→ WHAT TO PRODUCE
When you respond, restate each record exactly as it is given.

→ DATA FOR REVIEW
*** Block opens ***

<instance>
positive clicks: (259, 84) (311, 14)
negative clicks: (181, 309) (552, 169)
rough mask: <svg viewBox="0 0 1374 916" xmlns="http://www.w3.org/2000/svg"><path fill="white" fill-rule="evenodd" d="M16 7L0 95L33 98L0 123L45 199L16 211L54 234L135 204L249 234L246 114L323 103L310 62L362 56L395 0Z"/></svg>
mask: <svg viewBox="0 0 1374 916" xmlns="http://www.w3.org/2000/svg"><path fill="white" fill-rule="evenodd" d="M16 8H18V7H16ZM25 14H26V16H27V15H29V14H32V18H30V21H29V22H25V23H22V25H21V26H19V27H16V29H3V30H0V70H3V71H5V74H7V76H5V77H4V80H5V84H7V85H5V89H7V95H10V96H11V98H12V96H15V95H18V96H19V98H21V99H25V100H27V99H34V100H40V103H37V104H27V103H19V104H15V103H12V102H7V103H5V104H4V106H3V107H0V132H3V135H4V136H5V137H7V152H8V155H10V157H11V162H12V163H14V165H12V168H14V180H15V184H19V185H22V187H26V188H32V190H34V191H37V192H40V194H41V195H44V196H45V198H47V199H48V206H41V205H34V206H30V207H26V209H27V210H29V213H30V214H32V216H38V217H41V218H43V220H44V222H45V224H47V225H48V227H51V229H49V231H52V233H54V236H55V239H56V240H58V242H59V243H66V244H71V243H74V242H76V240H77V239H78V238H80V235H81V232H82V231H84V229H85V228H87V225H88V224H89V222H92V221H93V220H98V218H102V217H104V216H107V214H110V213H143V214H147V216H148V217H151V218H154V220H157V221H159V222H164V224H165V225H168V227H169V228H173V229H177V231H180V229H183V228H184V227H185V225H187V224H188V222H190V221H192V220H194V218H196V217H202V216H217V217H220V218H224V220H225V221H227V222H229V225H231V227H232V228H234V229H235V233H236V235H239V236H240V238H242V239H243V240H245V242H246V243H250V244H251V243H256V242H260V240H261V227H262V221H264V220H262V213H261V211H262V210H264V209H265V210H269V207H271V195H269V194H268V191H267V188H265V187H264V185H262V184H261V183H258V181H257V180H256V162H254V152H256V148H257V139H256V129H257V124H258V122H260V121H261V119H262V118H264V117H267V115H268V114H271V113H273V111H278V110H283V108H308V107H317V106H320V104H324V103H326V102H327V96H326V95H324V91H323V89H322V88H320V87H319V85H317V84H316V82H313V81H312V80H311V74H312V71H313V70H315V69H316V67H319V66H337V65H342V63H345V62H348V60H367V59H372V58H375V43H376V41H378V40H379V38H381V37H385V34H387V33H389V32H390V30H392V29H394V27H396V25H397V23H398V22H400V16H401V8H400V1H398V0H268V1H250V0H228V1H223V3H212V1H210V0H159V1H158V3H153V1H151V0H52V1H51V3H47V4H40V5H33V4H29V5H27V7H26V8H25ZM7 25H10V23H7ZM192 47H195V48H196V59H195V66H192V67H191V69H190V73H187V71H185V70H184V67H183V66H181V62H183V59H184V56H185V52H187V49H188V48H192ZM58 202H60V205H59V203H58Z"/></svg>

*** Block closes ***

→ ANSWER FOR THE TASK
<instance>
positive clicks: (259, 84) (311, 14)
negative clicks: (181, 309) (552, 169)
rough mask: <svg viewBox="0 0 1374 916" xmlns="http://www.w3.org/2000/svg"><path fill="white" fill-rule="evenodd" d="M16 7L0 95L33 98L0 123L45 199L16 211L54 234L135 204L249 234L246 114L323 103L310 62L362 56L395 0Z"/></svg>
mask: <svg viewBox="0 0 1374 916" xmlns="http://www.w3.org/2000/svg"><path fill="white" fill-rule="evenodd" d="M16 8H18V7H16ZM25 14H26V16H27V15H29V14H32V18H30V21H29V22H25V23H22V25H21V26H19V27H16V29H3V30H0V70H3V71H5V74H7V76H5V77H4V80H5V84H7V85H5V89H7V95H10V96H11V98H12V96H15V95H18V96H19V98H21V99H25V100H27V99H34V100H40V103H37V104H27V103H19V104H15V103H12V102H7V103H5V104H4V106H3V107H0V132H3V135H4V136H5V137H7V152H8V155H10V157H11V162H12V163H14V165H12V168H14V180H15V184H19V185H22V187H26V188H32V190H34V191H37V192H40V194H41V195H44V196H45V198H47V199H48V206H41V205H34V206H30V207H26V209H27V210H29V213H30V214H32V216H38V217H41V218H43V220H44V222H45V224H47V225H48V227H51V229H49V231H52V233H54V236H55V239H56V240H58V242H59V243H66V244H71V243H74V242H76V240H77V239H78V238H80V235H81V232H82V231H84V229H85V228H87V225H88V224H89V222H92V221H93V220H98V218H102V217H104V216H107V214H110V213H143V214H147V216H148V217H151V218H154V220H157V221H159V222H164V224H165V225H168V227H169V228H173V229H177V231H180V229H183V228H184V227H185V225H187V224H188V222H190V221H192V220H194V218H196V217H202V216H217V217H220V218H224V220H225V221H227V222H229V225H231V227H232V228H234V229H235V233H236V235H239V236H240V238H242V239H243V240H245V242H246V243H250V244H251V243H256V242H260V240H261V227H262V221H264V220H262V213H261V211H262V210H264V209H265V210H269V207H271V195H269V194H268V191H267V188H265V187H264V185H262V184H261V183H258V181H257V180H256V162H254V152H256V148H257V139H256V129H257V124H258V122H260V121H261V119H262V118H264V117H267V115H268V114H271V113H273V111H278V110H283V108H308V107H317V106H320V104H324V103H326V102H327V96H326V95H324V91H323V89H322V88H320V87H319V85H317V84H316V82H313V81H312V80H311V74H312V71H313V70H315V69H316V67H319V66H337V65H342V63H345V62H348V60H367V59H372V58H375V43H376V41H378V40H379V38H381V37H385V34H387V33H389V32H390V30H392V29H394V27H396V25H397V23H398V22H400V16H401V8H400V1H398V0H268V1H250V0H228V1H223V3H212V1H210V0H159V1H158V3H153V1H151V0H52V1H51V3H47V4H40V5H33V4H29V5H27V7H26V8H25ZM7 25H10V23H7ZM192 47H195V48H196V59H195V66H192V67H191V69H190V73H187V71H185V70H184V67H183V66H181V62H183V59H184V56H185V52H187V49H188V48H192ZM58 202H60V205H59V203H58Z"/></svg>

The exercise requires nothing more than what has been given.